**Stated exercise**
Copy out only those lines running from the line with "Reviewer note: every instance of the man's ear" to the end of the listing, keeping each one exactly as it is.

[Point annotation dataset records]

——————

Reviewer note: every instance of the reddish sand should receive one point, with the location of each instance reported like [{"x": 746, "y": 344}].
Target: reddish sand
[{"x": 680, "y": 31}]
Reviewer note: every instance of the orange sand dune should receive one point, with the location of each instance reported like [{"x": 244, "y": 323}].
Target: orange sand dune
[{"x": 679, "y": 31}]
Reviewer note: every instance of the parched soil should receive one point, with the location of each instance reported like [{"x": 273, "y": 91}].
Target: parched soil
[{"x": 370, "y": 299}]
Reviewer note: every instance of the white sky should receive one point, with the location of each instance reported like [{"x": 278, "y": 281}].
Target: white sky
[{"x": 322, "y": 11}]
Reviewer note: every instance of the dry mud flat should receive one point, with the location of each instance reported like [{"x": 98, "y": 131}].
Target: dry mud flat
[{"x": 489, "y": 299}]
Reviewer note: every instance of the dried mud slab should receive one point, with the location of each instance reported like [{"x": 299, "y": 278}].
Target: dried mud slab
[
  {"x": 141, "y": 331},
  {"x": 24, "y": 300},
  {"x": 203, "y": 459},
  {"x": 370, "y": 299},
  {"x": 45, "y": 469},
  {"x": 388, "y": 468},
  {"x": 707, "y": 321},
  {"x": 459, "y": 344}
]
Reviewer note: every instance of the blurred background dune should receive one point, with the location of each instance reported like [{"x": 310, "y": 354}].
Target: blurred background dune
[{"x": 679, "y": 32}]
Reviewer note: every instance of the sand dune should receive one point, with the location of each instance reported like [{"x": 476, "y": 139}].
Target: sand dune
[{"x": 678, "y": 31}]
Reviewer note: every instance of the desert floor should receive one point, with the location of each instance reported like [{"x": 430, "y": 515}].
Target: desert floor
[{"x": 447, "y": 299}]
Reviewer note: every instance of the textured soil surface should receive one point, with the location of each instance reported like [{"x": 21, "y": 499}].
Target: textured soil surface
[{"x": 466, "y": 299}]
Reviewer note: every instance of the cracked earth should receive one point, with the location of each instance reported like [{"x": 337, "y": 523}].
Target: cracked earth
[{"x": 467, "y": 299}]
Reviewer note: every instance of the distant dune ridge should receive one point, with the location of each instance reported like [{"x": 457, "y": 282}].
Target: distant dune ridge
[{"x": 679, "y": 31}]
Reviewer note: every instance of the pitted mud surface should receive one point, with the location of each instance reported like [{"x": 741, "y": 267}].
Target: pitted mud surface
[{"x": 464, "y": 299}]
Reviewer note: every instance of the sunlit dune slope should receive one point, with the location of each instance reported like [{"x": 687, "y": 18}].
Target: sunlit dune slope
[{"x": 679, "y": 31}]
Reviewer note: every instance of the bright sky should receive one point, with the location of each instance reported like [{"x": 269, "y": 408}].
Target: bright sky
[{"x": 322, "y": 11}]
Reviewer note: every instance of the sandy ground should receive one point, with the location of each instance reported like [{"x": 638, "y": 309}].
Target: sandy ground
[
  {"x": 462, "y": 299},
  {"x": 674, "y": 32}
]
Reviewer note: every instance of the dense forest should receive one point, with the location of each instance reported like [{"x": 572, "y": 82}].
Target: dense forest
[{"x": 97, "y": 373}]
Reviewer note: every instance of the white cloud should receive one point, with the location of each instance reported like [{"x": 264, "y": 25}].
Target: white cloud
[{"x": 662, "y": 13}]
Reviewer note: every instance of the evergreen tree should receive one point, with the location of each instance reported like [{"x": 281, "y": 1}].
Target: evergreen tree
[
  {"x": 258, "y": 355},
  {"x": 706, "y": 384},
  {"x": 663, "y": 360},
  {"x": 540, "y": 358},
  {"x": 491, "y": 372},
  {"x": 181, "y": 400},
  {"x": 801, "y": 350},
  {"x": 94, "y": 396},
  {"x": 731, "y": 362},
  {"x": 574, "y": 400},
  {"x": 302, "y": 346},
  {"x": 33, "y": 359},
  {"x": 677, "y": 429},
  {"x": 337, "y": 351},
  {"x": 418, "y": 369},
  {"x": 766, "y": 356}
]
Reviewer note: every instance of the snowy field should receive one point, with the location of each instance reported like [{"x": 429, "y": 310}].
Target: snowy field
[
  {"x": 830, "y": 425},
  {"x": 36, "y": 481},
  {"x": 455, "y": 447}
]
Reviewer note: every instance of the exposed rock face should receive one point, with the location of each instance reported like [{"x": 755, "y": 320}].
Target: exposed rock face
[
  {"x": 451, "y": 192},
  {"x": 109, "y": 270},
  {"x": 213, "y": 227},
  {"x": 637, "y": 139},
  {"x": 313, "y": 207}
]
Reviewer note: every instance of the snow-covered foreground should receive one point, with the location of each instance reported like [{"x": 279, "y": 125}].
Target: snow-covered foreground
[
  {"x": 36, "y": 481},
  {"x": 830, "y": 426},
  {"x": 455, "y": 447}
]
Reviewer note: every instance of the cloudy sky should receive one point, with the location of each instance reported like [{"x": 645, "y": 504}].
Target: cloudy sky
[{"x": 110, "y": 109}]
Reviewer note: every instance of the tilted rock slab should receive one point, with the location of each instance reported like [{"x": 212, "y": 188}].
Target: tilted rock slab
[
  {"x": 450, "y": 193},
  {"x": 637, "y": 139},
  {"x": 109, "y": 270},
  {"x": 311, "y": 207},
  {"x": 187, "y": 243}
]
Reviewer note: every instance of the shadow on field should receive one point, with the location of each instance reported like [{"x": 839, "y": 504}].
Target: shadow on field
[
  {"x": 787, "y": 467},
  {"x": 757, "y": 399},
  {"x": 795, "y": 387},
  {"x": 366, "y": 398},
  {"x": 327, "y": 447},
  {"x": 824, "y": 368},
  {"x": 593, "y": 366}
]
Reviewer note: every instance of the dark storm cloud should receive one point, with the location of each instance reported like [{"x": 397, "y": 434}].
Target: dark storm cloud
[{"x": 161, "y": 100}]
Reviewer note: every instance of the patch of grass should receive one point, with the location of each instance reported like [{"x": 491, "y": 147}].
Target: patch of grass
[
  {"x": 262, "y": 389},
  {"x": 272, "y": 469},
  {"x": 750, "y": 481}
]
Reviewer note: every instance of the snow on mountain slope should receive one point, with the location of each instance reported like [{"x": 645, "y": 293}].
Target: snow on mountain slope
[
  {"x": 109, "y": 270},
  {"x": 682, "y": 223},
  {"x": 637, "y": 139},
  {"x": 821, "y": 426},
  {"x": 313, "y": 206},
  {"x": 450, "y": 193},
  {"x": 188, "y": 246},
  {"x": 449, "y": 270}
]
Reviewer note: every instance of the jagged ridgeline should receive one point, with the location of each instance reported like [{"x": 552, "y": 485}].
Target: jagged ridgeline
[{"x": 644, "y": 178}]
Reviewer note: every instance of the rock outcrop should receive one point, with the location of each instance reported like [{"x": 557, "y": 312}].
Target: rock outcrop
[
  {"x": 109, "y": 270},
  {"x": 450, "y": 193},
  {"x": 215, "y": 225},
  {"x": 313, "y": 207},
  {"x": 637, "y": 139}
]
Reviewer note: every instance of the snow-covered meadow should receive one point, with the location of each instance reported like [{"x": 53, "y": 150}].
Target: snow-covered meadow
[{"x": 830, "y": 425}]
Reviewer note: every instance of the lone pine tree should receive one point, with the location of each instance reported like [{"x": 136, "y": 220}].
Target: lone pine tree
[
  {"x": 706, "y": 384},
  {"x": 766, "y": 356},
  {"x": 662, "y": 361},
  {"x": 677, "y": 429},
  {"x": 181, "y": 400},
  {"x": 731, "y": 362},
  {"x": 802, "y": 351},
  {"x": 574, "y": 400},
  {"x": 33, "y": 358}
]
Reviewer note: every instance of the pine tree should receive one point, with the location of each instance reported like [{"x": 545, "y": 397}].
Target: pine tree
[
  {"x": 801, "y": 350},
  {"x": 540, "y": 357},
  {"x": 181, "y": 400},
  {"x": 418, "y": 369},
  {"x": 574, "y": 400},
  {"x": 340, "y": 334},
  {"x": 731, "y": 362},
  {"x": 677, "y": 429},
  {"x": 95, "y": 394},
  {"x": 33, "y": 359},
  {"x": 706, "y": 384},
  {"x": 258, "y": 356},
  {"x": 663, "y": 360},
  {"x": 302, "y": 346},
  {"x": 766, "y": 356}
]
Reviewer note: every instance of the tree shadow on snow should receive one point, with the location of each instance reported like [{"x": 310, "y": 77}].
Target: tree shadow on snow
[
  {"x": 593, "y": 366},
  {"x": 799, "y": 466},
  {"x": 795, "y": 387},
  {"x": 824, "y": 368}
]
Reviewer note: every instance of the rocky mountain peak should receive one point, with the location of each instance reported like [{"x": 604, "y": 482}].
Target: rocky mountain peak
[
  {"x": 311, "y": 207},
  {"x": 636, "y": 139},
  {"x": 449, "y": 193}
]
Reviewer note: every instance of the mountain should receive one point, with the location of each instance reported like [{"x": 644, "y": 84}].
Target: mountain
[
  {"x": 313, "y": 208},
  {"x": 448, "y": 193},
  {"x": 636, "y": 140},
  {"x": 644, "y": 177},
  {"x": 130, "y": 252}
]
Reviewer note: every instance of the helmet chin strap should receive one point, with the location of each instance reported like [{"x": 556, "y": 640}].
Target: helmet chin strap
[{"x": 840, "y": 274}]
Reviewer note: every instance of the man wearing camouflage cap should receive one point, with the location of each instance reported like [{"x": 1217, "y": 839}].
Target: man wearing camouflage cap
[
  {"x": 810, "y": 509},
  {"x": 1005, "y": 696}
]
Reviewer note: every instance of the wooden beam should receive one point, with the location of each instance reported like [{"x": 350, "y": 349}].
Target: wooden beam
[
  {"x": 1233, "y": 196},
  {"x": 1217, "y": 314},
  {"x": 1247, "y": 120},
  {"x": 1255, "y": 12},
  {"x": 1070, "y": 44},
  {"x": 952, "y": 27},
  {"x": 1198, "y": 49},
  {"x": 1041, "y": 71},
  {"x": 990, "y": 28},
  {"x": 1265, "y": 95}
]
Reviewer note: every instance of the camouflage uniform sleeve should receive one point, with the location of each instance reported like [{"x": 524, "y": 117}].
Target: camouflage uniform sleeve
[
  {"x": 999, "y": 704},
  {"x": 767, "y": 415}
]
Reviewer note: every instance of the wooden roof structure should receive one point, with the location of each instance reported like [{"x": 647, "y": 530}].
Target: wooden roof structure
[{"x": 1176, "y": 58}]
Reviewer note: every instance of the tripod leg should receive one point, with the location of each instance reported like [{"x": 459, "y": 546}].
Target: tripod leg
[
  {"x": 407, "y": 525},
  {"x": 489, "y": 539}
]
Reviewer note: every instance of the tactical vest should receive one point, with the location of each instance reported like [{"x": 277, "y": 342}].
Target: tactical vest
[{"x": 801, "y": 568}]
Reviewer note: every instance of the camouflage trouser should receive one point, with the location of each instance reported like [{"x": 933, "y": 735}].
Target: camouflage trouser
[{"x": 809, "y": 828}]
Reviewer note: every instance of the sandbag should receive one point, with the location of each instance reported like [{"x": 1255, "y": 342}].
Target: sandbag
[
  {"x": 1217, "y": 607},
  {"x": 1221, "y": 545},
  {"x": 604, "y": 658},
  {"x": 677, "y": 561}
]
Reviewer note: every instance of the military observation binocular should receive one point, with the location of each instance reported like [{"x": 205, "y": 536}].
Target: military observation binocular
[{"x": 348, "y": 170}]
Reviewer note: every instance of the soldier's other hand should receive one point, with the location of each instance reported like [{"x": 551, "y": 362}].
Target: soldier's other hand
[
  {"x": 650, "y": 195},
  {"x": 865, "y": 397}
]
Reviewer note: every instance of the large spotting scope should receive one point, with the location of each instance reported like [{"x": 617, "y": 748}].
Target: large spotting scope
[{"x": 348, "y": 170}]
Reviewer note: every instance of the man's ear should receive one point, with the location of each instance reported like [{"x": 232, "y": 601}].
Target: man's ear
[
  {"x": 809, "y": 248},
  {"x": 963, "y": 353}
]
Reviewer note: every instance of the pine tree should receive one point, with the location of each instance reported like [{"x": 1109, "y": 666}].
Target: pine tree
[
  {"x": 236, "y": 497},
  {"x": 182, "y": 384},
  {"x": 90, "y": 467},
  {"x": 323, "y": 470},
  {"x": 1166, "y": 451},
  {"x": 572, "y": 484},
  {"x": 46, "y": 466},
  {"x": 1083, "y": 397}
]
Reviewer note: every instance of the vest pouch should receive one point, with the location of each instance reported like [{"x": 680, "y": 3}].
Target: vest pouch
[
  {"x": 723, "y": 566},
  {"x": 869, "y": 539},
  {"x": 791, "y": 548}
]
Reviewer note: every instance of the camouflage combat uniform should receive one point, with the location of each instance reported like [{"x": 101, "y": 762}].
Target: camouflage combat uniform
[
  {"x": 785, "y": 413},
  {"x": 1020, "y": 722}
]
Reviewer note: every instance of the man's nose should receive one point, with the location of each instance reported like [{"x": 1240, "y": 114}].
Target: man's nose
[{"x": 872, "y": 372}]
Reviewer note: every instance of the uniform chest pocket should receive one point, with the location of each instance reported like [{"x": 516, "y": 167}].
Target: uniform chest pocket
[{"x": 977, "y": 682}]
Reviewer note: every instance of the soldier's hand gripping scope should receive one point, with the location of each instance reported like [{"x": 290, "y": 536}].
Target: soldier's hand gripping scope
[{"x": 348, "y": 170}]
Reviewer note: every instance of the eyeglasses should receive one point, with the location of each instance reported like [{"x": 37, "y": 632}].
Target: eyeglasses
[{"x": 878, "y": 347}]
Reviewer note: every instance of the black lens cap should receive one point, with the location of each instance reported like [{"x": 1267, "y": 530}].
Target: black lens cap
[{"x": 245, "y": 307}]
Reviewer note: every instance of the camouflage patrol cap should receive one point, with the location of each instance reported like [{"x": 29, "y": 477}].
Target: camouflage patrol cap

——————

**Solved exercise**
Reviewer note: every instance of the man's ear should receive one point, with the location of each instance reported like [{"x": 232, "y": 601}].
Target: man's ear
[
  {"x": 809, "y": 248},
  {"x": 963, "y": 353}
]
Reviewer note: every instance of the pine tree should receive one point, with the location of each instance reported like [{"x": 1109, "y": 666}].
Target: pine tree
[
  {"x": 236, "y": 497},
  {"x": 182, "y": 384},
  {"x": 90, "y": 467},
  {"x": 323, "y": 470},
  {"x": 1166, "y": 451},
  {"x": 572, "y": 484},
  {"x": 46, "y": 466},
  {"x": 1083, "y": 397}
]
Reviewer note: every instance of the vest pouch should receive one point, with the location of each instance reported like [{"x": 680, "y": 3}].
Target: vest pouch
[
  {"x": 723, "y": 566},
  {"x": 869, "y": 539},
  {"x": 791, "y": 548}
]
Reviewer note: every instance of the camouflage combat uniform should receive one point, with the location of each instance reported like [{"x": 101, "y": 762}].
Target: camouflage combat uniform
[
  {"x": 785, "y": 413},
  {"x": 1020, "y": 722}
]
Reviewer note: every instance of the man's nose should receive one point, with the location of each instance reported like [{"x": 1240, "y": 114}].
Target: man's nose
[{"x": 872, "y": 372}]
Reviewer note: every instance of the uniform chest pocket should receive one point, with the location of each instance reported like [{"x": 516, "y": 167}].
Target: uniform chest pocket
[{"x": 977, "y": 682}]
Reviewer note: every instance of the soldier's hand gripping scope should receive one point, with the location of each instance reported like [{"x": 290, "y": 536}].
Target: soldier's hand gripping scope
[{"x": 348, "y": 170}]
Reviewer note: every instance of the eyeglasses should receive one point, with the location of each instance reported like [{"x": 37, "y": 632}].
Target: eyeglasses
[{"x": 878, "y": 347}]
Reviewer note: every instance of the black lens cap should receive one point, with the location of each instance reported like [{"x": 1267, "y": 530}].
Target: black lens cap
[{"x": 245, "y": 307}]
Reviewer note: every instance of the camouflage patrol cap should receive one point, with the location of each instance reported like [{"x": 29, "y": 477}].
Target: camouflage patrol cap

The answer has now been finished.